### [OBJECTIVE]
Copy every line of the records below, shifting each x and y coordinate in the answer points up by 10 and leaving all other lines unchanged.

** BEGIN MATERIAL TO PROCESS **

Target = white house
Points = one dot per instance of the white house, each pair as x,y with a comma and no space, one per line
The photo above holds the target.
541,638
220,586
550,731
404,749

** END MATERIAL TO PROCESS **

### [WORKED ANSWER]
Target = white house
Points = one dot per instance of the white house, each pair as x,y with a comma and no space, one per line
The photo above holds the target.
551,648
230,596
560,741
414,759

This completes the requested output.